Brief:
Change "instance" to "occurrence" in every one of the rows below, leaving everything else as it is. Leave out the pictures when you give the rows back.

╭─ Supplied data

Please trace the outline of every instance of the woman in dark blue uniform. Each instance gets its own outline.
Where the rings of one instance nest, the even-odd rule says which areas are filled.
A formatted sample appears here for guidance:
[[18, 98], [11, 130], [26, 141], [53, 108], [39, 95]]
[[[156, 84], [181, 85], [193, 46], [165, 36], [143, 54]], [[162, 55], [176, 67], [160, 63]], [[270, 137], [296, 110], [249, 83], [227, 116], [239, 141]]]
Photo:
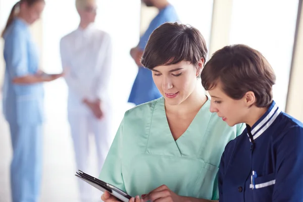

╰─

Expected answer:
Please trace the outline of every occurrence of the woman in dark blue uniform. Each occurrence gets its own outline.
Where the rings of one occurrence nest, the even-odd rule says which areas are filled.
A formatted sample appears here for guidance:
[[18, 98], [11, 130], [26, 141], [53, 108], [39, 95]]
[[[156, 84], [181, 85], [193, 46], [165, 36], [143, 54]], [[162, 55], [176, 67], [160, 63]], [[270, 137], [296, 110], [249, 83], [227, 116], [239, 141]]]
Photo:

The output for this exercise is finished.